How Do We Know If We're in a Recession?

The "informal" definition of a recession is two consecutive quarters of negative Gross Domestic Product (GDP) growth. Based on that one metric, the U.S. slipped into a recession in the summer of 2022.

So why is there still so much debate on this topic?

Because the health of our economy is bigger and more complicated than any one number, whether it's the GDP, the Dow Jones Industrial Average, or the inflation rate. In fact, the "official" designation of a recession depends on this broader picture and a longer timeline than you're likely to see on social media or cable news.

An "Official" Recession

The National Bureau of Economic Research is a private, nonprofit organization that provides nonpartisan, unbiased economic data. When most economists and financial professionals are discussing a particular recession, they almost always use the NBER Business Cycle Dating Committee’s start and end dates, as determined by ...

Well, we don't really know!

The NBER doesn't publish any fixed rules or specific thresholds to decide whether or not we're in a recession. Two consecutive quarters of negative GDP growth might send talking heads into a frenzy, but that metric doesn't automatically set off flashing lights as far as the NBER is concerned.

Instead, the NBER defines a recession as "a significant decline in economic activity that is spread across the economy and lasts more than a few months." They also don't declare a period of time as a recession until well after the fact, sometimes even a year later. No wonder the "informal" recession definition gets so much more airtime in our instant-reaction, hot-take media cycle.

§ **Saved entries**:

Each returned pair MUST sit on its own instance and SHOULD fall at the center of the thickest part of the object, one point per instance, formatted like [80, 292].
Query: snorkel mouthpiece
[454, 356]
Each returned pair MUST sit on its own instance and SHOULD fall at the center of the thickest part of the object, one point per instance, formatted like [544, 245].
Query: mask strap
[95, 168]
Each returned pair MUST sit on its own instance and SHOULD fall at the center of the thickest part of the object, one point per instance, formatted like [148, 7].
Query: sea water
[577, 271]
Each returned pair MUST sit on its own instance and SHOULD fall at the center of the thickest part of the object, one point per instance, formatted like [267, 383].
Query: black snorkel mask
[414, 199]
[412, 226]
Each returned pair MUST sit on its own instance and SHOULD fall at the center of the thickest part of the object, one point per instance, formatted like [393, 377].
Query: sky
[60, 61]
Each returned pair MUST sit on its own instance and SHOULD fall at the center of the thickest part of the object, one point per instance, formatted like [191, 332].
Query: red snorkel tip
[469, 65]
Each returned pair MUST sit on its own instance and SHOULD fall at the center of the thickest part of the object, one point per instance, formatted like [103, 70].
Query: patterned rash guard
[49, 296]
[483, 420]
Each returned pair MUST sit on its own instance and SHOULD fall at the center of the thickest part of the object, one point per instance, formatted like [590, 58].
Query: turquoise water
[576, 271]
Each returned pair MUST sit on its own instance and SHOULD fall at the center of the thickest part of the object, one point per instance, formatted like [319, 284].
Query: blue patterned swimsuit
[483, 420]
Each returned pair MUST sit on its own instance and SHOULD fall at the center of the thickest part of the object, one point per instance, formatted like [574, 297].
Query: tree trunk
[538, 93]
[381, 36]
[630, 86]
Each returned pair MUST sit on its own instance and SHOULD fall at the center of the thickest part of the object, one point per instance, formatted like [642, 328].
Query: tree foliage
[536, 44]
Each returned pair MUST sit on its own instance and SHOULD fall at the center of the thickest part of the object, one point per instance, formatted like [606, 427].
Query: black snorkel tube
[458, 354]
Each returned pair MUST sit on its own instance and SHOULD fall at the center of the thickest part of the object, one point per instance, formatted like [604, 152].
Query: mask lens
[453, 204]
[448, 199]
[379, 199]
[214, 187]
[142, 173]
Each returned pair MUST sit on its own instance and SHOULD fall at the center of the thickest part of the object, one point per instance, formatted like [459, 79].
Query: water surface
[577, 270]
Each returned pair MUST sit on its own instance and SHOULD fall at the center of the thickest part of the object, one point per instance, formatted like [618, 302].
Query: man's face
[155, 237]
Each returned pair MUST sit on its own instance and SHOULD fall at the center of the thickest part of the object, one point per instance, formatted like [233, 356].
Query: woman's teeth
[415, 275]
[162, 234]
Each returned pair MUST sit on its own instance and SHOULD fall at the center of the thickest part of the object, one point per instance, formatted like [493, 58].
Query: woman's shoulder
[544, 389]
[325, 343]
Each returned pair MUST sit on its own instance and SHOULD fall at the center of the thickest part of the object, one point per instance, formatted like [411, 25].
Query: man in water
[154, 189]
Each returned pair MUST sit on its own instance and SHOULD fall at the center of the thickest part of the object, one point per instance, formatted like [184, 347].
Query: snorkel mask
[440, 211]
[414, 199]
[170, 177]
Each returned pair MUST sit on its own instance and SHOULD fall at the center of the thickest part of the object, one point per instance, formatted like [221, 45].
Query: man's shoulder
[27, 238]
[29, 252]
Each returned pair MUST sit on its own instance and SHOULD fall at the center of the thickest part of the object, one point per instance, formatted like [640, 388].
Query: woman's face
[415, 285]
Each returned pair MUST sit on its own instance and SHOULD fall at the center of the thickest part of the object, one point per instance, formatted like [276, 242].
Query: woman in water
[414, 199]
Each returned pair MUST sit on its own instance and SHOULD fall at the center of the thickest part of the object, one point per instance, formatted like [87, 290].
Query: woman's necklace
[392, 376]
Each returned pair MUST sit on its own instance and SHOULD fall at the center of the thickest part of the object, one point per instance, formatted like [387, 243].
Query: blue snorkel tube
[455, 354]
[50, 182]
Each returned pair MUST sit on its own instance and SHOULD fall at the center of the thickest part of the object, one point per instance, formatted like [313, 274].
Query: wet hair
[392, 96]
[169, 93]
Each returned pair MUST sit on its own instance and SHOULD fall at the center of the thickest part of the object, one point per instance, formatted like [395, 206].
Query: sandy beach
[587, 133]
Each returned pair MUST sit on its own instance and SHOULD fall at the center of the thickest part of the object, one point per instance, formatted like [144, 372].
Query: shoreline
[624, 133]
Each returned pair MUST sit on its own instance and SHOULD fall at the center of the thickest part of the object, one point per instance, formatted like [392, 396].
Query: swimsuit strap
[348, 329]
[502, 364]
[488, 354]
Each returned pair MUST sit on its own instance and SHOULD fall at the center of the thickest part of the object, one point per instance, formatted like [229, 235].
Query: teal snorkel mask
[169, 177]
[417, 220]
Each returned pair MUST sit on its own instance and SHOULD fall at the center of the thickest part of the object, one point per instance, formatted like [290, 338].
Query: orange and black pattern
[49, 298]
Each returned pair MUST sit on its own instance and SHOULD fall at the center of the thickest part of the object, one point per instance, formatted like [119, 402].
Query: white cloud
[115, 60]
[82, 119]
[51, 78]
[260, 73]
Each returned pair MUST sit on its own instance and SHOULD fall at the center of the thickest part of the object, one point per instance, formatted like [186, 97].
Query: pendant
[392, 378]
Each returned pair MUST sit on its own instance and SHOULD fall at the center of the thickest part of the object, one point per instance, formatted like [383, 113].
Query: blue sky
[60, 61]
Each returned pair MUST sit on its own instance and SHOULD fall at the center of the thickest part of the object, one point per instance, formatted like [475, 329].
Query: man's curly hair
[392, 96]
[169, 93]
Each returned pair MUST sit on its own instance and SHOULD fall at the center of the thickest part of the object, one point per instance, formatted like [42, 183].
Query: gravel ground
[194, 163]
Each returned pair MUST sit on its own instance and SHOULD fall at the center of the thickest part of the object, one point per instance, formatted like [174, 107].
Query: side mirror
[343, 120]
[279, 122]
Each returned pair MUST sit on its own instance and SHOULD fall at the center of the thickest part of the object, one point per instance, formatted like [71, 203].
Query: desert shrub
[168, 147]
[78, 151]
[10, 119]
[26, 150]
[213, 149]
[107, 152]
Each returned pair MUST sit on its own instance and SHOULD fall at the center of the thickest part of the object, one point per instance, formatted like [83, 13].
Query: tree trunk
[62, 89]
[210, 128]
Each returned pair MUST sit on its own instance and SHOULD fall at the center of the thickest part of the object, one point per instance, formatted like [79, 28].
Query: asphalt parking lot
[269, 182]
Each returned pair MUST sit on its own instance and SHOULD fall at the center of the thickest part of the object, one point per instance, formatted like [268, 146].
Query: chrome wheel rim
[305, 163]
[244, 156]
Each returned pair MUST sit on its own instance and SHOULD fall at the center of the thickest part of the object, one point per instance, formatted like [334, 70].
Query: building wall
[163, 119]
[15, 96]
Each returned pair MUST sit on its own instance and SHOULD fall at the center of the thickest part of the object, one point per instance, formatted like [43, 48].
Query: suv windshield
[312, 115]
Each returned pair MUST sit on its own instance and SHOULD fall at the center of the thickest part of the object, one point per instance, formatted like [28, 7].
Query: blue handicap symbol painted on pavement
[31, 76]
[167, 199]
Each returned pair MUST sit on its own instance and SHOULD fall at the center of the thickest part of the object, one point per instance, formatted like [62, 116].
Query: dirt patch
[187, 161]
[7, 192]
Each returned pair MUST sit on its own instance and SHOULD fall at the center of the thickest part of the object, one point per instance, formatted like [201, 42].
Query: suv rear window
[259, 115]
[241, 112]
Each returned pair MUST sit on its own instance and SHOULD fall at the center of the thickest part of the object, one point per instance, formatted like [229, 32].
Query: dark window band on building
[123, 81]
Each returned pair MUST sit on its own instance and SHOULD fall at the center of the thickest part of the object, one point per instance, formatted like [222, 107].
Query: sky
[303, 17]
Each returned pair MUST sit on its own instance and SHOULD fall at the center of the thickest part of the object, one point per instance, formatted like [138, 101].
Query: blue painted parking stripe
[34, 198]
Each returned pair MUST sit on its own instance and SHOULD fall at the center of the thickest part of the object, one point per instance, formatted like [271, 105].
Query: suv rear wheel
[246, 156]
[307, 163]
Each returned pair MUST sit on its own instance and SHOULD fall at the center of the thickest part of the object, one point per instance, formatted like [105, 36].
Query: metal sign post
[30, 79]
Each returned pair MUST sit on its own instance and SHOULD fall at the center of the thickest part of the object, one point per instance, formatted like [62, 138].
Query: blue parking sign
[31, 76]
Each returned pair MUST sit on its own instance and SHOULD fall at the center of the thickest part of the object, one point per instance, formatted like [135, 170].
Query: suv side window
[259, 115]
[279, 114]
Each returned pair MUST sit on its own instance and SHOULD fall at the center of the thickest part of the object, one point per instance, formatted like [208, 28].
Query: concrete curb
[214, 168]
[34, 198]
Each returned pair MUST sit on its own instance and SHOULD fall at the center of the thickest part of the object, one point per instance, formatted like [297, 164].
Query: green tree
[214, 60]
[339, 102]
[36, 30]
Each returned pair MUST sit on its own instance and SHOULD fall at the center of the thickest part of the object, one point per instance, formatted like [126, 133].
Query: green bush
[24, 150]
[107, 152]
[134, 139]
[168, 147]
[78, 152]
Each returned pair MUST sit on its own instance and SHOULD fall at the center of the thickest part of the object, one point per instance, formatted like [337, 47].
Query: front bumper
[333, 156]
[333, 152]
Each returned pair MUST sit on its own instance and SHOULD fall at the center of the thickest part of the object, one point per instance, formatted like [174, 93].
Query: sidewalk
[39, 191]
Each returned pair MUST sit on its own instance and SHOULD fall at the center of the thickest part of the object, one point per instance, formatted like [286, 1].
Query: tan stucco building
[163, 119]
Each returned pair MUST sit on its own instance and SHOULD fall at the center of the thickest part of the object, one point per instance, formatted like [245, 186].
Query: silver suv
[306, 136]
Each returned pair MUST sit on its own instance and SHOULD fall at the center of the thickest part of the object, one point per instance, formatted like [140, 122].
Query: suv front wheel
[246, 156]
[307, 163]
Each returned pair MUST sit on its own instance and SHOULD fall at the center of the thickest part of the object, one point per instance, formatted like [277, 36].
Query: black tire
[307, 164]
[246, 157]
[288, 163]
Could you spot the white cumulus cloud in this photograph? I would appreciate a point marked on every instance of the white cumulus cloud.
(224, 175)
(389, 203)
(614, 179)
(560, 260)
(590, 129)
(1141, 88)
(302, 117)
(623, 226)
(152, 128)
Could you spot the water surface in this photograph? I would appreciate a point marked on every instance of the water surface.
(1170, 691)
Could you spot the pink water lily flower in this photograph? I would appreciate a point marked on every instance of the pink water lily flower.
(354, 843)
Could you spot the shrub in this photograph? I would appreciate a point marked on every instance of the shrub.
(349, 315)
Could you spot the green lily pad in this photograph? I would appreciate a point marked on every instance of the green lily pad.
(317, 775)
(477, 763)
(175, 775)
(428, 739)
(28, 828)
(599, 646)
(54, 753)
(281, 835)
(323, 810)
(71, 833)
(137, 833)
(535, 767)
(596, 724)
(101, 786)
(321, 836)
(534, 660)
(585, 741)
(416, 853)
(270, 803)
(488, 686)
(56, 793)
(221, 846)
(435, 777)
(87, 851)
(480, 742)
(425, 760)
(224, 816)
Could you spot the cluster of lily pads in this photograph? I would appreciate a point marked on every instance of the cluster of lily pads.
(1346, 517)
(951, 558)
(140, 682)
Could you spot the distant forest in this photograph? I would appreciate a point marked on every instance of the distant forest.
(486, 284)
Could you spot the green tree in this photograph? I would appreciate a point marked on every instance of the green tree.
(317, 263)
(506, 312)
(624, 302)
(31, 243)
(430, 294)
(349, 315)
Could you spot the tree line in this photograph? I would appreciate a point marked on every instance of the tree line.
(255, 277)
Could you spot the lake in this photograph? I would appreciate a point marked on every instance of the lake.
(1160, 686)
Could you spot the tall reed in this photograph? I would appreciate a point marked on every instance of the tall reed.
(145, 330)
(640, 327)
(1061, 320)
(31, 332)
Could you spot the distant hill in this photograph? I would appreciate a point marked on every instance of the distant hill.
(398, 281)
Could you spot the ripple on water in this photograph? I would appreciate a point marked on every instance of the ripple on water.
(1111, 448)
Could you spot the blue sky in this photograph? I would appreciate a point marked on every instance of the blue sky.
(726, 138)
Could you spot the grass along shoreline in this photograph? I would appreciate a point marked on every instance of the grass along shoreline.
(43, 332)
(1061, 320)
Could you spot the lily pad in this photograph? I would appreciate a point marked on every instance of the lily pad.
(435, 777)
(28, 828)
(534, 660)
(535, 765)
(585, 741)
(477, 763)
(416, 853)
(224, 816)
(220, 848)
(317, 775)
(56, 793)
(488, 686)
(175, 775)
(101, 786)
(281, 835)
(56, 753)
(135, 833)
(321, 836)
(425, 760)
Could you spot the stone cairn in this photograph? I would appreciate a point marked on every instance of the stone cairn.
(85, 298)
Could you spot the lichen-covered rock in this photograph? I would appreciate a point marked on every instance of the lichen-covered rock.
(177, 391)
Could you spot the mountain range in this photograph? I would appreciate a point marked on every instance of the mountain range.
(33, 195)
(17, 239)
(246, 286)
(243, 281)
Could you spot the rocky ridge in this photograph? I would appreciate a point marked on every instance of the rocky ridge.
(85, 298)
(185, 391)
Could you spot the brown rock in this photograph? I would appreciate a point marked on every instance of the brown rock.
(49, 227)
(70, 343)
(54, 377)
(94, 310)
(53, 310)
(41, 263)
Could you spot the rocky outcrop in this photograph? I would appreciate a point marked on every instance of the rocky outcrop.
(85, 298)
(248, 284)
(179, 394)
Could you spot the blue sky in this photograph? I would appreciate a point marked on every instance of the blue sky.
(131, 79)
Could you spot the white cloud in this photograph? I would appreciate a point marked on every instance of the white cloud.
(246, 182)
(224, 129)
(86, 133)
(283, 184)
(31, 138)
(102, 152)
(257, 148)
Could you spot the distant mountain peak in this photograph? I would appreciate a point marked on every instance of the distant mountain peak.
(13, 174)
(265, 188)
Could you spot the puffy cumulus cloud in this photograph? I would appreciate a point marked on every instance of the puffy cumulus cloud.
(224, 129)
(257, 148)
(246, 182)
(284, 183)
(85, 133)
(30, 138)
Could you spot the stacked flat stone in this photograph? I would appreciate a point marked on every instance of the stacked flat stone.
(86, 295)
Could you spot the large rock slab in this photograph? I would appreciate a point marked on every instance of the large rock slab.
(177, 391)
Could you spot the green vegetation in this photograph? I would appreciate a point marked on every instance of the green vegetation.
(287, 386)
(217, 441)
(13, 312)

§ **TASK INSTRUCTIONS**:
1: In the recession text, how does the NBER define a recession?
2: Please copy the part of the recession text starting with "How Do We Know" and going on through "summer of 2022.".

§ **FINAL ANSWERS**:
1: As "a significant decline in economic activity that is spread across the economy and lasts more than a few months."

2:
How Do We Know If We're in a Recession?

The "informal" definition of a recession is two consecutive quarters of negative Gross Domestic Product (GDP) growth. Based on that one metric, the U.S. slipped into a recession in the summer of 2022.